Reproduce the data word for word, beginning at the line containing "blue jeans?" and continuing through the line containing "(410, 253), (540, 366)", with both of those lines included.

Records supplied:

>> Begin

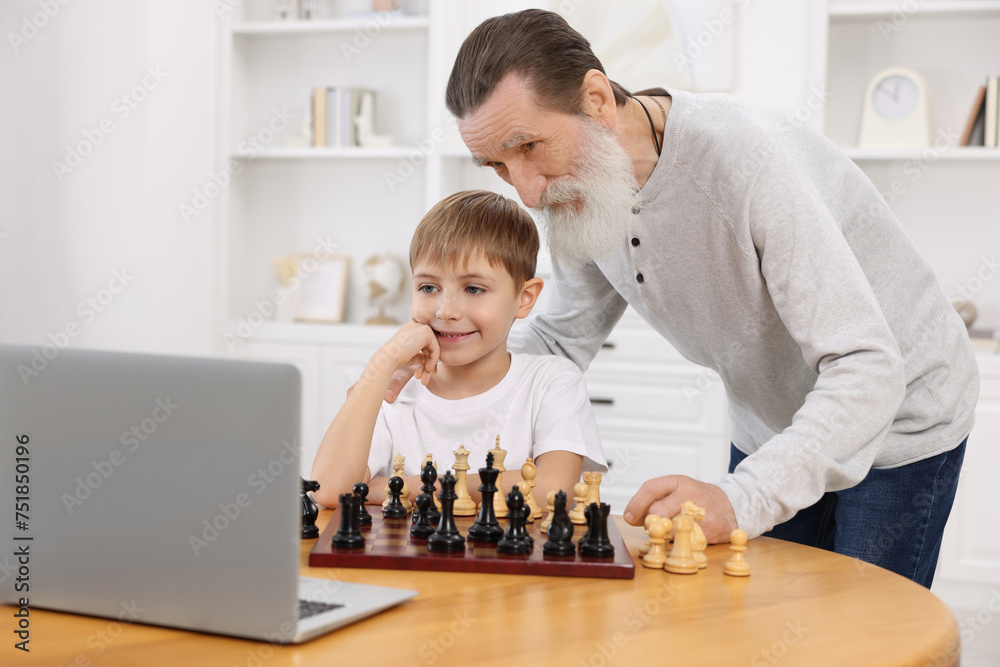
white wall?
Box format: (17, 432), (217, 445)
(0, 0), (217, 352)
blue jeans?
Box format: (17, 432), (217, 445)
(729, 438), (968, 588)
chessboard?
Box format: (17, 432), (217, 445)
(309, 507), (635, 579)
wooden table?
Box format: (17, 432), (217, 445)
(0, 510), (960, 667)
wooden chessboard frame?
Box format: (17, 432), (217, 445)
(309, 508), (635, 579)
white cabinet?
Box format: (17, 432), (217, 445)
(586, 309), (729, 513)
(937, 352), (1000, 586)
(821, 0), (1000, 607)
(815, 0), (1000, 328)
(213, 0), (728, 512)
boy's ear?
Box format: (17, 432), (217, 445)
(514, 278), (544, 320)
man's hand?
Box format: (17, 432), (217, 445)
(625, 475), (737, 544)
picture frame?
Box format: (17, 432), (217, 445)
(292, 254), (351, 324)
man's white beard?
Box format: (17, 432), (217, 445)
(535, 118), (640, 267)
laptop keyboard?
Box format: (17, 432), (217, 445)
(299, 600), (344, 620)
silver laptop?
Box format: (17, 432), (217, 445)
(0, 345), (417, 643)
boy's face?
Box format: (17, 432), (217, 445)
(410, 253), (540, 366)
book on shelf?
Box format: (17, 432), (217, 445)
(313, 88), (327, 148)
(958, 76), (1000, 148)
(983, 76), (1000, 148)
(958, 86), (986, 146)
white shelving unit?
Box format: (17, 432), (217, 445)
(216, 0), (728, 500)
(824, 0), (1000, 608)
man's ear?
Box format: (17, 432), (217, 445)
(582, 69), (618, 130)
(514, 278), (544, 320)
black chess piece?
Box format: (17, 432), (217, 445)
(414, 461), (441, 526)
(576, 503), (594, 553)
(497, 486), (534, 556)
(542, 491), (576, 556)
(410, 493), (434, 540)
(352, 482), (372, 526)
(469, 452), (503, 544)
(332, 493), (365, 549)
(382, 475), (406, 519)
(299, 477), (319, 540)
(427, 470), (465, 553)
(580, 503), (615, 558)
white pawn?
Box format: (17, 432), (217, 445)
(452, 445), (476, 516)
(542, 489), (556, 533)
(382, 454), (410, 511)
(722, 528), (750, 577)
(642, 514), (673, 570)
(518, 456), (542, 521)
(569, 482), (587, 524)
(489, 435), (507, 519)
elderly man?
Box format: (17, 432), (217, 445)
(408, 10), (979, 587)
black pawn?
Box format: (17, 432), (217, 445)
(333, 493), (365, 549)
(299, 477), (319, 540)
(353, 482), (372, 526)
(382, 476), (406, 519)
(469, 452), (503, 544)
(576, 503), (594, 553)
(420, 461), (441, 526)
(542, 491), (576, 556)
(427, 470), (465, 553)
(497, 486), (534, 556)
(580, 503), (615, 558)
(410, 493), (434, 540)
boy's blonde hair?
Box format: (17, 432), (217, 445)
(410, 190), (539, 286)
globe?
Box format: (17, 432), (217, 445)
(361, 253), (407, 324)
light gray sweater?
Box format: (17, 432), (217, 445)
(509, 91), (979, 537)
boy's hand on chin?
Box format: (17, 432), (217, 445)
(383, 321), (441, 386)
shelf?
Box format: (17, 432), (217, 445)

>> End
>> Begin

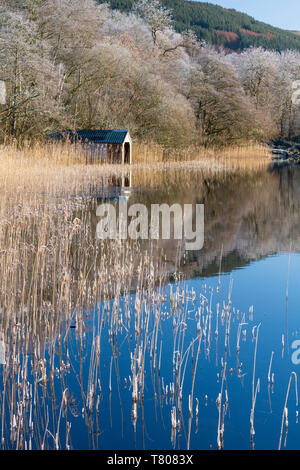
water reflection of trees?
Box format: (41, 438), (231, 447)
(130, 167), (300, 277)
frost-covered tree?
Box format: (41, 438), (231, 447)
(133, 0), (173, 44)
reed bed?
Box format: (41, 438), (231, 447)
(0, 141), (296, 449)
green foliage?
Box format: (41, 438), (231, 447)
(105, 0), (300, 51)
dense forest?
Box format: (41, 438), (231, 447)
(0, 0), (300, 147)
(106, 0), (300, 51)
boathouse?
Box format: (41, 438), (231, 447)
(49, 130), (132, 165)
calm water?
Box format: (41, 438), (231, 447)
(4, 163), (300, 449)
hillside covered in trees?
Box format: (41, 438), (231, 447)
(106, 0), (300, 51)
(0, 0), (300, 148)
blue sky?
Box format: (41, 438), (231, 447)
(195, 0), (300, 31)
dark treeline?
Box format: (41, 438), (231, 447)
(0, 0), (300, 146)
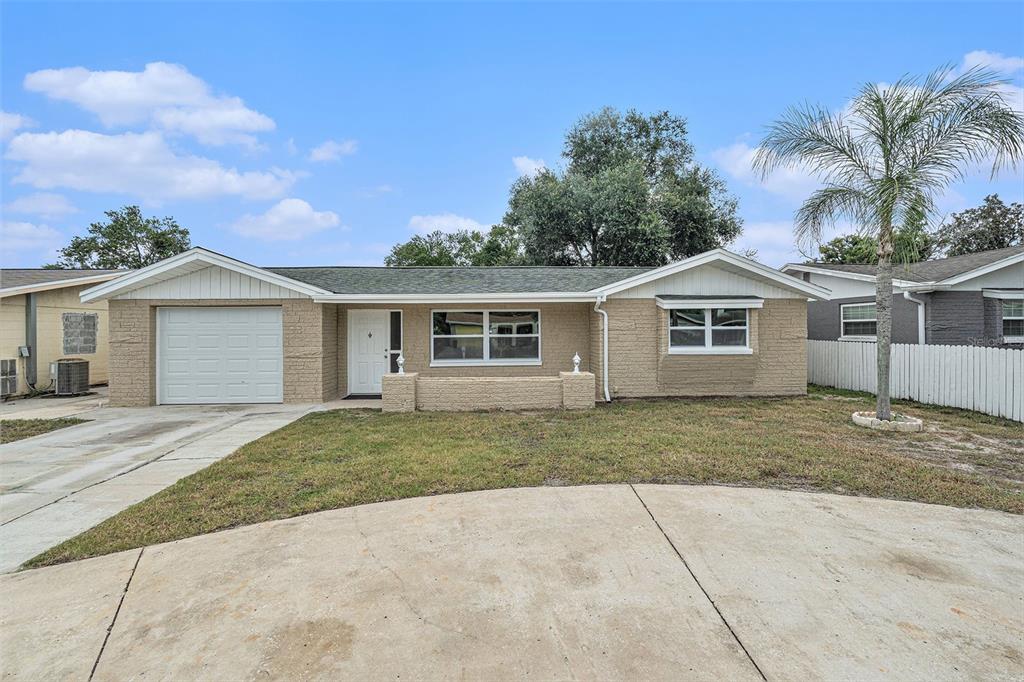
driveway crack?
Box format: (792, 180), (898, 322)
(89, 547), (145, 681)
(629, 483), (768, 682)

>> End

The solution:
blue jeans?
Box format: (17, 432), (217, 445)
(729, 438), (968, 588)
chessboard?
Box format: (17, 432), (217, 445)
(309, 507), (635, 579)
wooden table?
Box format: (17, 432), (217, 445)
(0, 510), (960, 667)
wooden chessboard frame?
Box format: (17, 432), (217, 445)
(309, 508), (635, 579)
white cabinet?
Box format: (17, 432), (217, 445)
(586, 309), (729, 513)
(937, 352), (1000, 586)
(821, 0), (1000, 607)
(815, 0), (1000, 328)
(213, 0), (728, 512)
boy's ear?
Box format: (17, 432), (217, 445)
(514, 278), (544, 320)
man's hand?
Box format: (17, 432), (217, 445)
(625, 475), (737, 544)
picture frame?
Box format: (17, 432), (217, 445)
(292, 254), (351, 324)
man's white beard?
Box format: (17, 432), (217, 445)
(535, 118), (640, 267)
laptop keyboard?
Box format: (17, 432), (217, 445)
(299, 600), (344, 620)
silver laptop?
Box format: (17, 432), (217, 445)
(0, 345), (417, 643)
boy's face?
Box format: (17, 432), (217, 445)
(410, 253), (540, 366)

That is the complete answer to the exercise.